→ **Exercise**: The line containing "Target: white sock marking" marks the end: extract everything from the first line of the data through that line, exactly, with no pictures.

→ **Source data**:
:::::

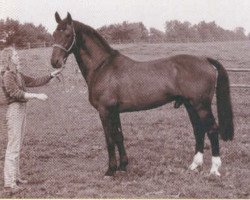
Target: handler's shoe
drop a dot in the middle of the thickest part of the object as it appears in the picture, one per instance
(21, 181)
(13, 188)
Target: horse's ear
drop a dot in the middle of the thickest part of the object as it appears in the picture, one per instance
(58, 18)
(69, 19)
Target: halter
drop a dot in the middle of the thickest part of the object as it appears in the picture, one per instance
(71, 46)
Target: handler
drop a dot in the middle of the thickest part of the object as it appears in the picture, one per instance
(14, 87)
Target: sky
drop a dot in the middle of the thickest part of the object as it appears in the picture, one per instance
(228, 14)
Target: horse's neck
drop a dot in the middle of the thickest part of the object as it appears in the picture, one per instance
(90, 56)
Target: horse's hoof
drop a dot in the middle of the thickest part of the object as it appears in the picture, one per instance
(109, 178)
(122, 169)
(214, 173)
(110, 173)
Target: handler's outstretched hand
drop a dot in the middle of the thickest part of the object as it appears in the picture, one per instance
(42, 96)
(56, 72)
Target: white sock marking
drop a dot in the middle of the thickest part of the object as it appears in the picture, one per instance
(197, 161)
(216, 163)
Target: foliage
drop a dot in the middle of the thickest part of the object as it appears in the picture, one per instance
(175, 31)
(13, 32)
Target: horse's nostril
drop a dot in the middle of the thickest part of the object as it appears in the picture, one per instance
(54, 62)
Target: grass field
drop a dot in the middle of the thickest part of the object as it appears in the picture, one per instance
(64, 153)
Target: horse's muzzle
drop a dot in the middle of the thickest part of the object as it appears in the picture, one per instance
(56, 63)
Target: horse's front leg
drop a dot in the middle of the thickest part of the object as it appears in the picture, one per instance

:::::

→ **Expected answer**:
Target: handler's shoe
drop a dot in the middle of the thickest part of the object as it appears in the picture, one per instance
(21, 181)
(13, 188)
Target: horse's ear
drop a dot in the middle of the thickest part of the object as it appears in the picture, one per instance
(58, 18)
(69, 19)
Target: halter
drop a dot in the middle of the thickest part of the object as it appears in the picture, one per instance
(71, 46)
Target: handler
drop a dot in the middle of the thickest part of the object as it appears in the picture, one per instance
(14, 87)
Target: sky
drop a dot in the middle of the thickest part of the object as it appears in the picture, one per instance
(228, 14)
Target: horse's neck
drop a dot in the middle of the thickest part of the object as it appears in the picture, one per instance
(90, 56)
Target: horse's hoof
drop a dot in the middle of the thickest part of the object as it appears in the picture, one per instance
(109, 178)
(122, 169)
(214, 173)
(110, 173)
Target: handler's outstretched hand
drop a dot in the middle of the thickest part of the object as it appears in the picture, one per instance
(42, 96)
(56, 72)
Target: white sock marking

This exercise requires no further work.